**Excerpts from a dataset**.
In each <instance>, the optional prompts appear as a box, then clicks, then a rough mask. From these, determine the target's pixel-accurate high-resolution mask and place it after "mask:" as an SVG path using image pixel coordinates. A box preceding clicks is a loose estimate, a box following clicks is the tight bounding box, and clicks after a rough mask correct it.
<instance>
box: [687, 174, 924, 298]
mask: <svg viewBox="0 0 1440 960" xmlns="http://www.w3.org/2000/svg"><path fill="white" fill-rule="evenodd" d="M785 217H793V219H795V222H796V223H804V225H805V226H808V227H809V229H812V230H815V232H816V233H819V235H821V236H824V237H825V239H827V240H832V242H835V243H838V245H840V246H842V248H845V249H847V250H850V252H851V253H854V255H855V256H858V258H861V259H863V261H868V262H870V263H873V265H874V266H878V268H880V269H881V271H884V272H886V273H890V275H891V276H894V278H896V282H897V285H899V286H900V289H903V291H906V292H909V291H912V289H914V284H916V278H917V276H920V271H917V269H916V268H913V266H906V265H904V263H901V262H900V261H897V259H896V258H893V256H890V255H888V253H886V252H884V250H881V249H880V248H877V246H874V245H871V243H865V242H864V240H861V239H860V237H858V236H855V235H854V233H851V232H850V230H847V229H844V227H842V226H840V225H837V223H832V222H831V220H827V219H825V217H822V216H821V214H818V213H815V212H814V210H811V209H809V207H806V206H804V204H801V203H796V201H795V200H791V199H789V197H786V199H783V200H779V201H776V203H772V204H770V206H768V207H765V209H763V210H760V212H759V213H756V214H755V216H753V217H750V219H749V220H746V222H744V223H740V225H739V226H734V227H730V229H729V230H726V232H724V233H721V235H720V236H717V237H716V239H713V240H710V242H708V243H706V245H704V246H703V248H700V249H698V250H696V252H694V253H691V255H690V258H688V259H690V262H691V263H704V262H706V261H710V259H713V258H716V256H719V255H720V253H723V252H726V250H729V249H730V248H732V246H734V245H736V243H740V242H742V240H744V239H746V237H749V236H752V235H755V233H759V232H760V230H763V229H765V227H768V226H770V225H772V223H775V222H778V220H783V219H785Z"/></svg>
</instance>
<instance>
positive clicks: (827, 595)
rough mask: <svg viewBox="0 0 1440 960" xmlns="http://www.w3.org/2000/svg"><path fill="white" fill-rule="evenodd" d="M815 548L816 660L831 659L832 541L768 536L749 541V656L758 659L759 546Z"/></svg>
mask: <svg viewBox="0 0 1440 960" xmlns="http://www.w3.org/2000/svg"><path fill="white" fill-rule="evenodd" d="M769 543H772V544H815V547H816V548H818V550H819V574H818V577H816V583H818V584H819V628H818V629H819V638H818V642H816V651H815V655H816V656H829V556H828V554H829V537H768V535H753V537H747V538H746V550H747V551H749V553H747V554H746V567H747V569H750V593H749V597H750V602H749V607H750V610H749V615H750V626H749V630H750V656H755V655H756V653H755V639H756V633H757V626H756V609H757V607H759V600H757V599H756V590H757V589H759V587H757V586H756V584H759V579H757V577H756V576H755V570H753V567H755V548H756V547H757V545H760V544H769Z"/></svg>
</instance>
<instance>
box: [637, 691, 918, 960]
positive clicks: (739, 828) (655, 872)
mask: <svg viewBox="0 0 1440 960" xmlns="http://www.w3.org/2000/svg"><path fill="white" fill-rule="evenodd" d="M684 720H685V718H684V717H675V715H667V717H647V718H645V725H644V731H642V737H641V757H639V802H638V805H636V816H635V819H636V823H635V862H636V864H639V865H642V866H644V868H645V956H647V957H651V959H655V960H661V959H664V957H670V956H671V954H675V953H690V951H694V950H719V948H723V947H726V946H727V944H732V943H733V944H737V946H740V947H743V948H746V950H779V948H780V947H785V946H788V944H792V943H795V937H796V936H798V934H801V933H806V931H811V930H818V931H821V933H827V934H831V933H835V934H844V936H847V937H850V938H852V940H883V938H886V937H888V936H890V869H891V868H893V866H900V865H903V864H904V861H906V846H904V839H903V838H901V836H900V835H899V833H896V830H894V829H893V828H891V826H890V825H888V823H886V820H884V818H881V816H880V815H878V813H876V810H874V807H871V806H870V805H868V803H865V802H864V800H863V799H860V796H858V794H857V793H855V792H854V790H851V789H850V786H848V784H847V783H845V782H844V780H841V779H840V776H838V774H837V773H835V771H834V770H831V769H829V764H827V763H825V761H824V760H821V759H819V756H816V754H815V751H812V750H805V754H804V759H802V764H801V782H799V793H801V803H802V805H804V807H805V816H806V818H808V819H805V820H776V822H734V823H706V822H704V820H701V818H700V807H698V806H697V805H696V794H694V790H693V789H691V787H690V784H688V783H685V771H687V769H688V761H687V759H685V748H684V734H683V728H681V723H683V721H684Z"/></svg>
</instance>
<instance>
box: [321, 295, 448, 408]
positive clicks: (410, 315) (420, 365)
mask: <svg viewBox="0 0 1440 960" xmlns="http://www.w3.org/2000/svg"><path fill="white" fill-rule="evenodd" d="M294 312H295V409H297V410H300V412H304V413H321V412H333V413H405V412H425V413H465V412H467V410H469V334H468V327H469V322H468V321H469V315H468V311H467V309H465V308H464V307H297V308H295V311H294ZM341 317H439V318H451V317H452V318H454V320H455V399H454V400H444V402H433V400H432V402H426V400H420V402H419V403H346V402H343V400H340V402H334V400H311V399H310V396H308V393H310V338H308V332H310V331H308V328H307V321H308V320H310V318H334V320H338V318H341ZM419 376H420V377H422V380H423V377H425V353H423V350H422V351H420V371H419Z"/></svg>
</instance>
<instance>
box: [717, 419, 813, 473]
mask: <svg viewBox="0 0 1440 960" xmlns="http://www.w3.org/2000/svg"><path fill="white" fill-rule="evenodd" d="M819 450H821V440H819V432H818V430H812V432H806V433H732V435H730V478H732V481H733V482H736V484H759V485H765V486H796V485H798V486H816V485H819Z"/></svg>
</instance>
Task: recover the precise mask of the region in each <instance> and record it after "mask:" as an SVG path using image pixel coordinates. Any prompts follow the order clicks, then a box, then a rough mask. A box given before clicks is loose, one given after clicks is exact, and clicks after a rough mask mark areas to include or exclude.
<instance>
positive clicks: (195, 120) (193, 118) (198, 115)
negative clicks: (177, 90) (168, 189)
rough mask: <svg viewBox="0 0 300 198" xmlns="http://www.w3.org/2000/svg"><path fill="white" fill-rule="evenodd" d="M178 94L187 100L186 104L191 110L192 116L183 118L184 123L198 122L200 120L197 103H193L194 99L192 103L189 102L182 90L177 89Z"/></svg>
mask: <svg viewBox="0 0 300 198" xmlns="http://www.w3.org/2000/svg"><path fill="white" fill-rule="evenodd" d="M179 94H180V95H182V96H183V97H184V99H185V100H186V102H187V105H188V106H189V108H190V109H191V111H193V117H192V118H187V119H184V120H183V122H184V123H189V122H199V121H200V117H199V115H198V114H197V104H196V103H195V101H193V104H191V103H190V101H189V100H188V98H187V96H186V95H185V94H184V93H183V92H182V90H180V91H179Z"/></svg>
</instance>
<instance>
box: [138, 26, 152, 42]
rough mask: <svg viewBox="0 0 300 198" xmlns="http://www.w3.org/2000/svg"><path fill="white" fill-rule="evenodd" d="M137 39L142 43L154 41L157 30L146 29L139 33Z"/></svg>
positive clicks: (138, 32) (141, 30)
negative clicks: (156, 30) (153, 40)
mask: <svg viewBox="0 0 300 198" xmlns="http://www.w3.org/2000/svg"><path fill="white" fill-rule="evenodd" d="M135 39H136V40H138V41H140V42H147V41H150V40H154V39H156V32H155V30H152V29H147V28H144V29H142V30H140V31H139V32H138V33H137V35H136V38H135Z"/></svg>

---

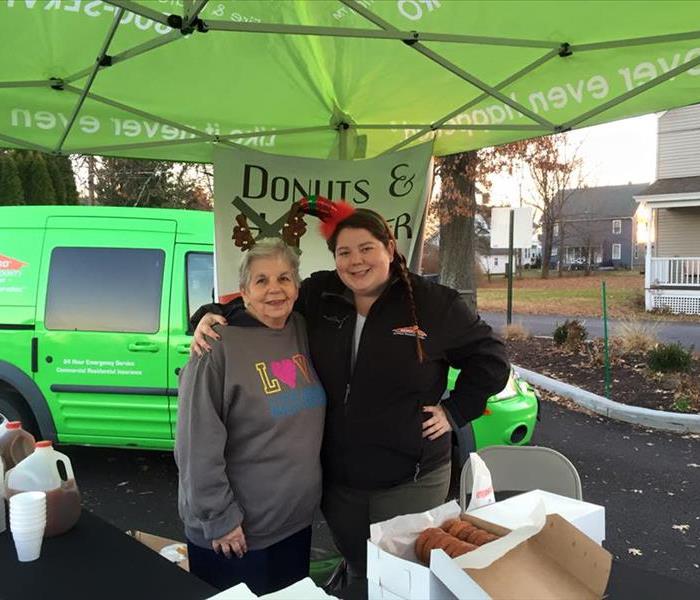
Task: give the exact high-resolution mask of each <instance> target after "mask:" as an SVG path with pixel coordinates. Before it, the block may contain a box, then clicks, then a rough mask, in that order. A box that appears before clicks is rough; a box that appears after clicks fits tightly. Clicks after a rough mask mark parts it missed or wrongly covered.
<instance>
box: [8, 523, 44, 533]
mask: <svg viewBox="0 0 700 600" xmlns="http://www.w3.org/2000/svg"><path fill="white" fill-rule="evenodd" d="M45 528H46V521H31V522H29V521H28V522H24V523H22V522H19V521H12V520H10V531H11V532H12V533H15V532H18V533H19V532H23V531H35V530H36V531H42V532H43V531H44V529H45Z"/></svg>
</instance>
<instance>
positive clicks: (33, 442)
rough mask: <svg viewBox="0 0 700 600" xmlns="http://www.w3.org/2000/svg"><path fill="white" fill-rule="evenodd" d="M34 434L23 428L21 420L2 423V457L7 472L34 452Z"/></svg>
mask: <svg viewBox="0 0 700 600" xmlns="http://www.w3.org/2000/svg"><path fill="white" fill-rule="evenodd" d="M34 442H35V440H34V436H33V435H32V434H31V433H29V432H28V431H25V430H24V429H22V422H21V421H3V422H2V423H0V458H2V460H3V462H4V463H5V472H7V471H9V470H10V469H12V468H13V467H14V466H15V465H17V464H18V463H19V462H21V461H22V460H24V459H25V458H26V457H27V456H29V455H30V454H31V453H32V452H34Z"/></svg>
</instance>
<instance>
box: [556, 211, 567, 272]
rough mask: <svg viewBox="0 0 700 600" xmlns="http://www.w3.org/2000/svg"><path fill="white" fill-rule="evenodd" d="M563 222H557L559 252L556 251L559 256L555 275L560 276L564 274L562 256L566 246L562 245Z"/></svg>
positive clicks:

**Task details**.
Pick out every line in the records above that contains the word "negative" and copy each one. Matching is case-sensitive.

**Output for this task**.
negative clicks: (177, 90) (168, 189)
negative clicks: (156, 30) (153, 40)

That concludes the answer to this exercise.